WHAT TO DO:
Rewrite every one of the records below, substituting "spot sprayer" for each "precision sprayer" and leaving everything else as it is.

Start of SUPPLIED DATA

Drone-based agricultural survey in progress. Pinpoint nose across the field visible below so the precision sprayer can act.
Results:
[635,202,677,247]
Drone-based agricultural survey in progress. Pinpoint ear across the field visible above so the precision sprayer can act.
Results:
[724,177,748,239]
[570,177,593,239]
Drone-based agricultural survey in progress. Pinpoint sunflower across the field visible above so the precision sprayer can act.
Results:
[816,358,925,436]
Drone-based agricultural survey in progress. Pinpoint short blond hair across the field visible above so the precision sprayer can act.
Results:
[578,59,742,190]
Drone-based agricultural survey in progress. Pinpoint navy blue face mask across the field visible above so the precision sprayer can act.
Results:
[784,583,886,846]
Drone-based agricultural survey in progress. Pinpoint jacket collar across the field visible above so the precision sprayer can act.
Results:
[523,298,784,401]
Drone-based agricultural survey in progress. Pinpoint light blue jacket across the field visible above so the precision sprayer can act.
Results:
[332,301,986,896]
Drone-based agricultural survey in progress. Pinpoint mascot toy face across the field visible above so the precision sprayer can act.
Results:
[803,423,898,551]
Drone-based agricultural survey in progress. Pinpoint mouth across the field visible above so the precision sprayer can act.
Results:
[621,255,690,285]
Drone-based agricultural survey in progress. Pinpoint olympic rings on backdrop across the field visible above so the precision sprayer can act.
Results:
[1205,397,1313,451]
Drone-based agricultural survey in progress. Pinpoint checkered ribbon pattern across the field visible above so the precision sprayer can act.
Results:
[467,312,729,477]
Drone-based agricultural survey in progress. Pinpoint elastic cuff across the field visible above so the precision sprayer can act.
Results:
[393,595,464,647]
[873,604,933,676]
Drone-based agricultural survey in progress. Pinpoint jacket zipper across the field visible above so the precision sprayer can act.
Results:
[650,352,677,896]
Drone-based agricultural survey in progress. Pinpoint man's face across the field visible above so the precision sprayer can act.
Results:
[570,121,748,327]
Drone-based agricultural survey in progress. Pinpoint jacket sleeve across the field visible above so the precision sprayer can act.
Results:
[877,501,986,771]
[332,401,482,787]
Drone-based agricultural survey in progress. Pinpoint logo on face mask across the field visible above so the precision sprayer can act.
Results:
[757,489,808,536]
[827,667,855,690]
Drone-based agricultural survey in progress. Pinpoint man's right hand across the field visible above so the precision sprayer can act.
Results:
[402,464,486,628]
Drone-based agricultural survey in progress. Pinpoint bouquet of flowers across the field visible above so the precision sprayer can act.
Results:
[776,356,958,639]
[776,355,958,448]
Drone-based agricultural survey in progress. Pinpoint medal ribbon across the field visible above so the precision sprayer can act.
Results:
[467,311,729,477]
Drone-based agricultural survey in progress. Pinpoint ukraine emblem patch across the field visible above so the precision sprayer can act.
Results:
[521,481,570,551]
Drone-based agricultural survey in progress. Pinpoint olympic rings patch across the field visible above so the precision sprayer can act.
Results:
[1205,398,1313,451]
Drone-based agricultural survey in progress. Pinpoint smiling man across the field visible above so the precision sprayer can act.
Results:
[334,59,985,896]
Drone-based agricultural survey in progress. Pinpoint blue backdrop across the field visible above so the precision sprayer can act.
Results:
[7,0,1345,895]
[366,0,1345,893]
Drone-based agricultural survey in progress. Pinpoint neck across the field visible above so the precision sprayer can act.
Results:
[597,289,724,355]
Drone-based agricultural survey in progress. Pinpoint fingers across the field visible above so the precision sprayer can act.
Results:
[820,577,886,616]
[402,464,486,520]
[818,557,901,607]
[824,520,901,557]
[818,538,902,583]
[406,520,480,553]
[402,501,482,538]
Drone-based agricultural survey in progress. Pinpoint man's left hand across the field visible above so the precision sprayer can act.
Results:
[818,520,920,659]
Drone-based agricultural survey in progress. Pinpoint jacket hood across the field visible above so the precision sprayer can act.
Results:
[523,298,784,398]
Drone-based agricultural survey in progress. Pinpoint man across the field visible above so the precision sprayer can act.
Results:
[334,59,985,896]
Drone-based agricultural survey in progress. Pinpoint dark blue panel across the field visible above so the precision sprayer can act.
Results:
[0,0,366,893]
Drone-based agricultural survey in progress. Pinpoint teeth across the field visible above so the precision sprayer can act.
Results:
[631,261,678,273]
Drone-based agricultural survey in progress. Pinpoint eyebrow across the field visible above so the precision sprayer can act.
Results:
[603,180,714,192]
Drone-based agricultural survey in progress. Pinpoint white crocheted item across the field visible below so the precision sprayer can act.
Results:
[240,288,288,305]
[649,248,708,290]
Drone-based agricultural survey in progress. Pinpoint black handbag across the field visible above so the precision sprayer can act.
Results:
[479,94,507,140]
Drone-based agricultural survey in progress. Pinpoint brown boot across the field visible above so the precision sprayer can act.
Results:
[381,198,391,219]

End of SUPPLIED DATA

SOLUTION TO THIS EXERCISE:
Drone-based agricultural survey in progress. Pinpoint nose across the field visible below so the spot sprayer can act.
Results:
[635,202,677,247]
Drone-based agricultural survey in progress. Pinpoint ear across the field visible above so the spot sprayer can act.
Results:
[724,177,748,239]
[570,177,593,239]
Drone-based agricultural survey in progress. Pinpoint sunflower across the field visible above so the spot sprayer can act.
Results:
[816,358,925,436]
Drone-based agricultural survey in progress. Pinpoint short blond hair across the field visible above so the spot sprayer can act.
Results:
[578,59,742,190]
Drone-based agricultural survey in progress. Pinpoint navy blue face mask across the field visible above so the spot sprayer can act.
Results:
[784,583,886,846]
Drone-based agricultural survey in progress. Pinpoint jacket collar across the field visible above so the spot sprayer can act.
Results:
[523,298,784,401]
Drone-based agricultural survey in progress. Pinpoint light blue jacket across the field visible above so the spot sprayer can act.
Results:
[332,301,986,896]
Drone-based agricultural survey in progress. Pinpoint mascot toy face across the field visible above so the spot sprayer can act.
Results:
[803,423,898,551]
Drone-based agricultural survey in progress. Pinpoint mouth across the field visible above so the spot sprayer can act.
Results:
[621,255,690,285]
Drone-based agricultural survey in progress. Pinpoint olympic rings on backdrop across the field visible above so the spot sprayer can act.
Results:
[1205,397,1313,451]
Drone-based agricultural survey in progress. Pinpoint checkered ribbon pattern across the field visible above so the spot sprayer can act.
Results:
[467,312,729,477]
Drone-based agricultural survey in progress. Pinpoint elastic cuff across the field visible above so the spot sprayer can act.
Results:
[393,595,464,647]
[873,604,933,676]
Drone-based agricultural survey in progress. Pinpoint jacket zipper across the field visible above so the spot sprayer can act.
Results:
[650,352,677,896]
Drone-based agricultural survey in progress. Pinpoint man's face across the field visible above so the spot sprayer can act.
Results:
[570,121,748,327]
Drone-based agricultural survey in progress. Pinpoint jacket sleeve across the field visible above so the spot sprayer can act.
Results:
[877,501,986,771]
[332,401,482,787]
Drone-based agricultural survey in progress. Pinpoint logo on face mask across the field visible above so the spot sprayer can act.
Results:
[757,489,808,536]
[827,667,855,690]
Drone-based agricultural survey in progress. Pinpoint man's right hand across the field visible above so the spot sprayer can act.
Results:
[402,464,486,628]
Drone-based agricultural survey in progress. Pinpoint bouquet of flowers across the field visible above so the spot sprayer can act.
Results:
[776,356,958,639]
[776,355,958,448]
Drone-based agricultural survey in progress. Pinpoint medal ribbon across the field visible above so the spot sprayer can act.
Results:
[467,311,729,477]
Drone-based agricultural survey in progress. Pinpoint ukraine emblem patch across the field visible above so the spot sprayer can act.
Results:
[521,481,570,551]
Drone-based agricultural survey in progress. Pinpoint olympic rings patch across the field visible above so the spot sprayer can act.
Results:
[1205,398,1313,451]
Drone-based agricultural survey in progress. Pinpoint smiling man across the field visible above so the spot sprayer can act.
Results:
[334,59,985,896]
Drone-based agricultural survey in progress. Pinpoint blue backdrop across the field visible above so the spot sprayer can act.
Results:
[7,0,1345,895]
[366,0,1345,893]
Drone-based agricultural survey in progress. Pinpoint neck across the field visible above so the spot sprayer can act.
Results:
[597,289,724,355]
Drone-based agricultural survey in progress. Pinpoint fingers across the field visible above so the spot sprayer can act.
Results:
[820,577,886,616]
[402,464,486,520]
[818,557,901,607]
[824,520,901,557]
[818,538,902,583]
[406,520,480,553]
[402,501,482,538]
Drone-based agricultural survey in progress. Pinpoint man's left hand across the field visible above so the spot sprayer can act.
Results:
[818,520,920,659]
Drone-based agricultural survey in progress. Pinpoint jacket hood across the field visible above so the spot sprayer can act.
Results:
[523,298,784,398]
Drone-based agricultural survey in progress. Pinpoint man across the field visible above so the spot sprayer can act.
Results:
[334,59,985,896]
Drone-based agricultural survey in progress. Pinpoint dark blue panel across the field visible above so the spot sprayer can act.
Results:
[0,0,366,893]
Drone-based agricultural survey in progress. Pinpoint teeth across the field visible above so the spot sprayer can act.
Results:
[631,261,678,273]
Drone-based agricultural survey in progress. Pinpoint eyebrow across the field visible above so the spot sprayer can act.
Results:
[603,180,714,192]
Drone-based agricultural survey in progress. Pinpoint white crocheted item across the field visible below so the spot sprayer can act.
Results:
[240,288,288,305]
[649,248,708,290]
Drone-based agricultural survey in progress. Pinpoint black handbag across the field visible above so the spot sprayer can act.
Results:
[479,94,507,140]
Drone-based agricultural survey in progress. Pinpoint brown boot across the field visible above so the spot sprayer can act.
Results:
[381,198,391,219]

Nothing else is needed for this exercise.